Teks Bacaan »
▬▬▬▬▬▬
BANDA ACEH – Dicabutnya syarat mampu baca bagi calon anggota legislatif di Aceh membuat partai lokal (parlok) menjadi lebih spesial dibandingkan partai nasional. Dengan demikian, identitas keacehannya semakin terlihat. Pun begitu ada juga yang kontra.
Pakar hukum Unsyiah, Taqwaddin, SH, ketika diminta tanggapannya mendukung keputusan Mendagri yang menyatakan, Pasal 36 Qanun Nomor 3 tahun 2008 yang mengatur tentang persyaratan dapat membaca al-Quran bagi calon anggota DPRA dan DPRK dari partai politik nasional (Parnas) harus dicabut.
Kecuali itu, Mendagri juga tidak mencoret Pasal 13 Qanun/Perda Nomor 3 tahun 2008 tentang syarat baca al-Qur’an bagi calon legislatif. Lebih lanjut, Mendagri meminta penjelasan soal indikator yang jelas terhadap uji kemampuan baca al-Qur’an sehingga tidak menimbulkan konflik dalam penerapannya.
“Itu sudah tepat karena tidak ada korelasi antara kemampuan membaca al-Qur’an dengan moral dan perilaku anggota legislatif. Terlebih lagi tak ada pula korelasi dengan kinerja mereka dalam menjalankan amanah rakyat,” paparnya kepada Waspada, Jumat (1/8).
Dosen Fakultas Hukum Unsyiah ini, menyebutkan urusan itu masing-masing parpol. “Yang paling penting mengamalkan nilai-nilai yang terkandung dalam al-Qur’an, sekalipun tidak ada tesnya. Perilaku jujur, amanah, bertanggungjawab dan cerdas harus melekat dalam sikap dan kebiasaan sehari-hari,” ungkap mantan ketua Pemuda Muhammadiyah Aceh ini.
Begitu pula dengan Tgk. H. Faisal Ali, yang menyebutkan hal itulah yang menjadi perbedaan antara parlok dengan parnas. “Ini sesuatu yang bagus bagi publik serta menjadikan sisi pembeda antara parlok dan parnas,” ungkap Sekretaris Himpunan Ulama Dayah (HUDA) itu secara terpisah.
▬▬▬▬▬▬
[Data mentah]
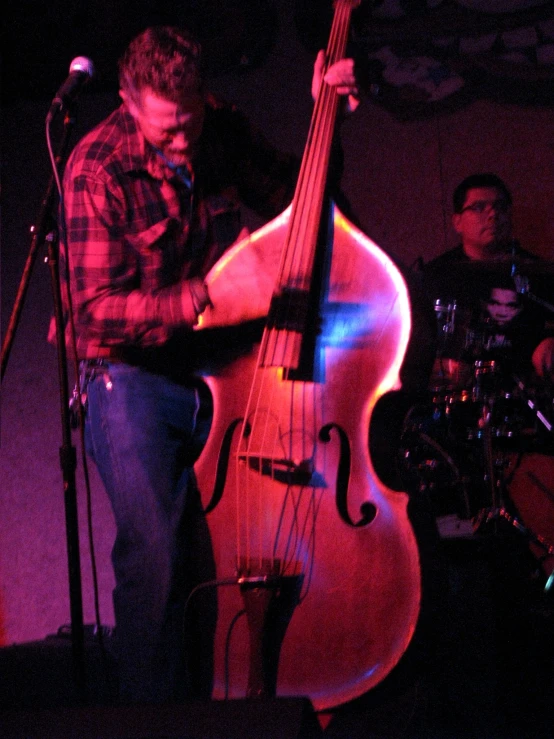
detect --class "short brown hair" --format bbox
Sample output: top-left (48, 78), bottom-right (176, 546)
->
top-left (119, 26), bottom-right (202, 103)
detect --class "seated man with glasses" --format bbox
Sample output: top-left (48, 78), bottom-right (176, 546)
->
top-left (404, 173), bottom-right (554, 736)
top-left (424, 173), bottom-right (554, 383)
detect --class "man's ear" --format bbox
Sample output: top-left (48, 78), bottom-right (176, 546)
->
top-left (119, 90), bottom-right (138, 118)
top-left (452, 213), bottom-right (462, 233)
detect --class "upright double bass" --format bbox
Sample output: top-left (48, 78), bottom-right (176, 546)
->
top-left (195, 0), bottom-right (421, 710)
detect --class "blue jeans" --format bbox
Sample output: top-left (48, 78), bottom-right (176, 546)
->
top-left (85, 363), bottom-right (211, 703)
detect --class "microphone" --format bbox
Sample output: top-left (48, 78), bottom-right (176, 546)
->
top-left (48, 56), bottom-right (94, 117)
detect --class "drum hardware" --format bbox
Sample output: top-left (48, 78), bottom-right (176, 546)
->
top-left (512, 267), bottom-right (554, 313)
top-left (473, 506), bottom-right (554, 593)
top-left (513, 375), bottom-right (553, 433)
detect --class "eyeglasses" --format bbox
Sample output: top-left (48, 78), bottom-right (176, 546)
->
top-left (460, 199), bottom-right (510, 214)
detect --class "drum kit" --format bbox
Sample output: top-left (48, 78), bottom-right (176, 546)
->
top-left (398, 264), bottom-right (554, 593)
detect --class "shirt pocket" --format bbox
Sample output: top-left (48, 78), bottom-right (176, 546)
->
top-left (127, 218), bottom-right (184, 292)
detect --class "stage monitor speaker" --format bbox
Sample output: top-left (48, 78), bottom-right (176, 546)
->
top-left (0, 698), bottom-right (323, 739)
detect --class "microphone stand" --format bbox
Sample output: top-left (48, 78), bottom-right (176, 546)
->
top-left (1, 111), bottom-right (85, 702)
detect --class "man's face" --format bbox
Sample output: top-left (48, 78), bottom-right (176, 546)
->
top-left (122, 90), bottom-right (204, 167)
top-left (480, 287), bottom-right (521, 326)
top-left (452, 187), bottom-right (512, 259)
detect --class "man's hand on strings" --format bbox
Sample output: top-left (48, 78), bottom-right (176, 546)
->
top-left (312, 50), bottom-right (360, 113)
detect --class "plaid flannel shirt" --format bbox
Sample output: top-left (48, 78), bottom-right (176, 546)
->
top-left (49, 97), bottom-right (298, 359)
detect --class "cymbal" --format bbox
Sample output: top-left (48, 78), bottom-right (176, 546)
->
top-left (444, 257), bottom-right (554, 277)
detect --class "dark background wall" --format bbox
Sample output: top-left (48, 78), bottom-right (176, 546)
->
top-left (0, 0), bottom-right (554, 644)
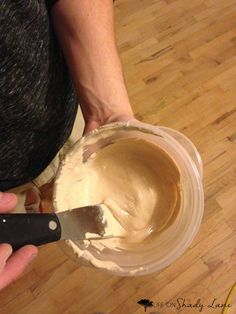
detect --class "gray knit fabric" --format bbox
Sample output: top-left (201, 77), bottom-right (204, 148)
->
top-left (0, 0), bottom-right (77, 191)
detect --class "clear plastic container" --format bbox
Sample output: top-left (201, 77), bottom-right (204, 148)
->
top-left (54, 121), bottom-right (204, 276)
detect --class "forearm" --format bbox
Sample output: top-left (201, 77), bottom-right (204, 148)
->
top-left (52, 0), bottom-right (133, 124)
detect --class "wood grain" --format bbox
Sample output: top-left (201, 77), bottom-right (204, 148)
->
top-left (0, 0), bottom-right (236, 314)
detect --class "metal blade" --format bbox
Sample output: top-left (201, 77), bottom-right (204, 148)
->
top-left (57, 205), bottom-right (107, 240)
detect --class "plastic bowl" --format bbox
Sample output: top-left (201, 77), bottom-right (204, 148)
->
top-left (54, 121), bottom-right (204, 276)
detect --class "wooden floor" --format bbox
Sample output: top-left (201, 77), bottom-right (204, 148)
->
top-left (0, 0), bottom-right (236, 314)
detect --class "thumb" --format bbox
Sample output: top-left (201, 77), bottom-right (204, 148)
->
top-left (0, 192), bottom-right (17, 213)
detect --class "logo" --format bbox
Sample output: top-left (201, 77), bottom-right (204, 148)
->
top-left (137, 299), bottom-right (153, 312)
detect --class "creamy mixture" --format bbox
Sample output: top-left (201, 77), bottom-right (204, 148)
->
top-left (56, 127), bottom-right (181, 268)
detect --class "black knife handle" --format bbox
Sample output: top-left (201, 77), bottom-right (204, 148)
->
top-left (0, 214), bottom-right (61, 251)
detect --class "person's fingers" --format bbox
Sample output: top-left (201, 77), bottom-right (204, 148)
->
top-left (0, 192), bottom-right (17, 213)
top-left (0, 243), bottom-right (12, 278)
top-left (0, 245), bottom-right (38, 290)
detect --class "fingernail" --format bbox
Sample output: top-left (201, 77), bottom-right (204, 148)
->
top-left (0, 192), bottom-right (14, 203)
top-left (29, 254), bottom-right (38, 262)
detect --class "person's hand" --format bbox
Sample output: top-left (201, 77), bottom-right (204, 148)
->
top-left (0, 192), bottom-right (38, 290)
top-left (84, 110), bottom-right (135, 134)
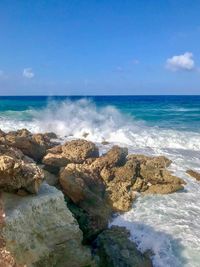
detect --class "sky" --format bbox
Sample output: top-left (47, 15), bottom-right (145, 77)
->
top-left (0, 0), bottom-right (200, 95)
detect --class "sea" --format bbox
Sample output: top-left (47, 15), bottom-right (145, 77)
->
top-left (0, 96), bottom-right (200, 267)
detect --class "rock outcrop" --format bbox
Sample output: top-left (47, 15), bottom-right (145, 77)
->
top-left (0, 145), bottom-right (44, 193)
top-left (60, 146), bottom-right (184, 215)
top-left (0, 184), bottom-right (93, 267)
top-left (0, 129), bottom-right (56, 162)
top-left (186, 170), bottom-right (200, 181)
top-left (94, 226), bottom-right (152, 267)
top-left (43, 139), bottom-right (99, 171)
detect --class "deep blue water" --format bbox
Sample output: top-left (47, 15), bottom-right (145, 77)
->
top-left (0, 96), bottom-right (200, 132)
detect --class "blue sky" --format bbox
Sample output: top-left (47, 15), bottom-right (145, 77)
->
top-left (0, 0), bottom-right (200, 95)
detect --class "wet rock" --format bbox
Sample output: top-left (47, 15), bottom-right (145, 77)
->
top-left (91, 146), bottom-right (128, 171)
top-left (59, 163), bottom-right (111, 239)
top-left (186, 170), bottom-right (200, 181)
top-left (0, 129), bottom-right (55, 162)
top-left (0, 184), bottom-right (93, 267)
top-left (43, 140), bottom-right (99, 168)
top-left (60, 146), bottom-right (184, 218)
top-left (128, 155), bottom-right (185, 194)
top-left (43, 169), bottom-right (58, 186)
top-left (94, 226), bottom-right (153, 267)
top-left (0, 147), bottom-right (44, 193)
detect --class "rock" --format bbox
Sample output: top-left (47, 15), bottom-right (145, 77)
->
top-left (59, 163), bottom-right (111, 239)
top-left (43, 140), bottom-right (99, 171)
top-left (93, 226), bottom-right (153, 267)
top-left (40, 168), bottom-right (59, 186)
top-left (62, 140), bottom-right (99, 163)
top-left (100, 159), bottom-right (139, 214)
top-left (91, 146), bottom-right (128, 170)
top-left (186, 170), bottom-right (200, 181)
top-left (144, 184), bottom-right (184, 194)
top-left (128, 155), bottom-right (185, 194)
top-left (101, 140), bottom-right (109, 146)
top-left (60, 146), bottom-right (185, 218)
top-left (1, 184), bottom-right (93, 267)
top-left (0, 149), bottom-right (44, 193)
top-left (0, 129), bottom-right (55, 162)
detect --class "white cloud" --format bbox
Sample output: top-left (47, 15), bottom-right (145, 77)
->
top-left (166, 52), bottom-right (195, 71)
top-left (22, 68), bottom-right (35, 79)
top-left (133, 59), bottom-right (140, 65)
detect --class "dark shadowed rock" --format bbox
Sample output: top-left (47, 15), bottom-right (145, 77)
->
top-left (43, 140), bottom-right (99, 171)
top-left (59, 163), bottom-right (111, 239)
top-left (0, 129), bottom-right (55, 161)
top-left (0, 184), bottom-right (94, 267)
top-left (186, 170), bottom-right (200, 181)
top-left (94, 226), bottom-right (153, 267)
top-left (0, 146), bottom-right (44, 193)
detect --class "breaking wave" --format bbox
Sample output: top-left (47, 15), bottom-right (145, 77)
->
top-left (0, 99), bottom-right (200, 153)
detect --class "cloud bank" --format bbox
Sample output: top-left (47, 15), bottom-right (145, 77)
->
top-left (166, 52), bottom-right (195, 71)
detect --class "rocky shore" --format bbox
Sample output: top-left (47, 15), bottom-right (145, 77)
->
top-left (0, 129), bottom-right (185, 267)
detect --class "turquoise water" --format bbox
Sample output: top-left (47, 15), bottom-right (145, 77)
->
top-left (0, 96), bottom-right (200, 132)
top-left (0, 96), bottom-right (200, 267)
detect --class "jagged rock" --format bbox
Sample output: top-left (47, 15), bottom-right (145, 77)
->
top-left (43, 140), bottom-right (99, 171)
top-left (91, 146), bottom-right (128, 171)
top-left (43, 169), bottom-right (58, 186)
top-left (94, 226), bottom-right (153, 267)
top-left (186, 170), bottom-right (200, 181)
top-left (0, 149), bottom-right (44, 193)
top-left (60, 146), bottom-right (185, 218)
top-left (128, 155), bottom-right (185, 194)
top-left (59, 163), bottom-right (111, 239)
top-left (0, 129), bottom-right (56, 161)
top-left (0, 184), bottom-right (93, 267)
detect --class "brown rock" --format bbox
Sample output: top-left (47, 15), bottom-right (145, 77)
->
top-left (91, 146), bottom-right (128, 171)
top-left (43, 140), bottom-right (99, 168)
top-left (144, 183), bottom-right (184, 194)
top-left (1, 129), bottom-right (55, 161)
top-left (59, 163), bottom-right (111, 239)
top-left (0, 147), bottom-right (44, 193)
top-left (186, 170), bottom-right (200, 181)
top-left (62, 140), bottom-right (99, 163)
top-left (94, 226), bottom-right (152, 267)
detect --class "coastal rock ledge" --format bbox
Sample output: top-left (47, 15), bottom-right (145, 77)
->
top-left (0, 132), bottom-right (185, 267)
top-left (0, 184), bottom-right (92, 267)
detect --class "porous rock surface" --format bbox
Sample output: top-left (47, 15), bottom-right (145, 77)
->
top-left (0, 145), bottom-right (44, 193)
top-left (60, 146), bottom-right (184, 215)
top-left (186, 170), bottom-right (200, 181)
top-left (0, 129), bottom-right (56, 161)
top-left (43, 139), bottom-right (99, 170)
top-left (1, 184), bottom-right (92, 267)
top-left (94, 226), bottom-right (152, 267)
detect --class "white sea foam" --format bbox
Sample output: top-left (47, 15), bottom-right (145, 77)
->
top-left (0, 99), bottom-right (200, 152)
top-left (0, 99), bottom-right (200, 267)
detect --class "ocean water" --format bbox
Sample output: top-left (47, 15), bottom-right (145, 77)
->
top-left (0, 96), bottom-right (200, 267)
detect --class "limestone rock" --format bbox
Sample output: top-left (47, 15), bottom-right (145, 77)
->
top-left (1, 184), bottom-right (92, 267)
top-left (60, 146), bottom-right (185, 217)
top-left (0, 129), bottom-right (55, 161)
top-left (43, 140), bottom-right (99, 171)
top-left (0, 150), bottom-right (44, 193)
top-left (94, 226), bottom-right (153, 267)
top-left (91, 146), bottom-right (128, 170)
top-left (59, 163), bottom-right (111, 241)
top-left (186, 170), bottom-right (200, 181)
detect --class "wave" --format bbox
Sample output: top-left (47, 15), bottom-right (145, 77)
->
top-left (0, 99), bottom-right (200, 267)
top-left (0, 99), bottom-right (200, 152)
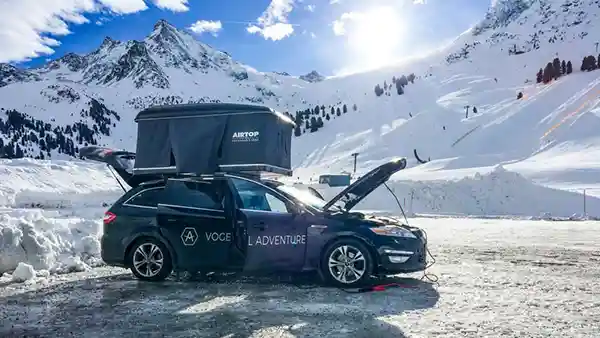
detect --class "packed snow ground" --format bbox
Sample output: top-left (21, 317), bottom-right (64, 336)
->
top-left (0, 159), bottom-right (600, 281)
top-left (0, 218), bottom-right (600, 338)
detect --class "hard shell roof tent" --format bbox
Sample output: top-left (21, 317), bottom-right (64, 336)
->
top-left (133, 103), bottom-right (295, 176)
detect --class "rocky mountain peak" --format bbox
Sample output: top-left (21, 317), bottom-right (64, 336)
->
top-left (56, 53), bottom-right (87, 72)
top-left (473, 0), bottom-right (538, 35)
top-left (300, 70), bottom-right (325, 82)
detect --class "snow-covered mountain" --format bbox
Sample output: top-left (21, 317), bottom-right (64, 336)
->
top-left (0, 0), bottom-right (600, 195)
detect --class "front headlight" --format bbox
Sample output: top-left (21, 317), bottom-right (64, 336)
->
top-left (369, 226), bottom-right (417, 238)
▬▬▬▬▬▬
Tantangan 1 »
Tentukan apakah tiap pernyataan di bawah ini sesuai dengan berita tentang syarat baca al-Qur'an bagi caleg di Aceh. Jawab ya atau tidak, sertakan kutipan penentunya dari berita itu.
(a) Taqwaddin adalah dosen Fakultas Hukum Unsyiah.
(b) Mendagri mencoret Pasal 13 Qanun/Perda Nomor 3 tahun 2008.
(c) Tgk. H. Faisal Ali menjabat Sekretaris Himpunan Ulama Dayah.
Tantangan 2 »
Sambung berita tentang syarat baca al-Qur'an bagi caleg di Aceh, mulai sesudah kalimat terakhirnya.

Jawaban Akhir 1 »
(a) Ya: "Dosen Fakultas Hukum Unsyiah ini"
(b) Tidak: "Mendagri juga tidak mencoret Pasal 13 Qanun/Perda Nomor 3 tahun 2008"
(c) Ya: "Sekretaris Himpunan Ulama Dayah (HUDA) itu"

Jawaban Akhir 2 »
Dari kacamata Faisal Ali, parlok yang sudah identik di Aceh makin lengkap identitasnya dengan nilai-nilai keacehan pada mampu baca al-Qur’an bagi politisinya. “Inilah kelebihan parlok. Kalau sama-sama baca al-Qur’an, jadi tak ada beda antara parlok dan parnas,” kata dia seraya mengajak ‘tutup’ mata dulu soal diskriminasi.
Pendapat itu didukung Ketua Umum DPP Partai Bersatu Aceh (PBA), Humam Farhan Hamid. “Masalah syarat baca al-Quran itu tidak perlu diperdebatkan lagi karena peraturan itu positif bagi parlok. Syarat itu juga salah satu kekhususan bagi Aceh, yang tidak diberlakukan bagi daerah lainnya di Indonesia,” ungkap Farhan kepada wartawan.
Politisi PAN ini berargumen, syarat mampu baca al-Quran bagi calon anggota DPRA dan DPRK lebih menguntungkan parlok. Kata dia, dengan seperti itu, masyarakat akan mengetahui kualitas wakil-wakil rakyat yang akan mereka pilih pada Pemilu legislatif 2009.
Mendagri, HM Mardiyanto dalam suratnya tertanggal 18 Juli 2008 soal klarifikasi Qanun No.3/2008 yang dikirim kepada Gubernur Aceh menyebutkan, Pemerintahan Aceh hanya berwenang mengatur parlok, sedangkan parnas tetap menggunakan peraturan sendiri yang berlaku secara nasional.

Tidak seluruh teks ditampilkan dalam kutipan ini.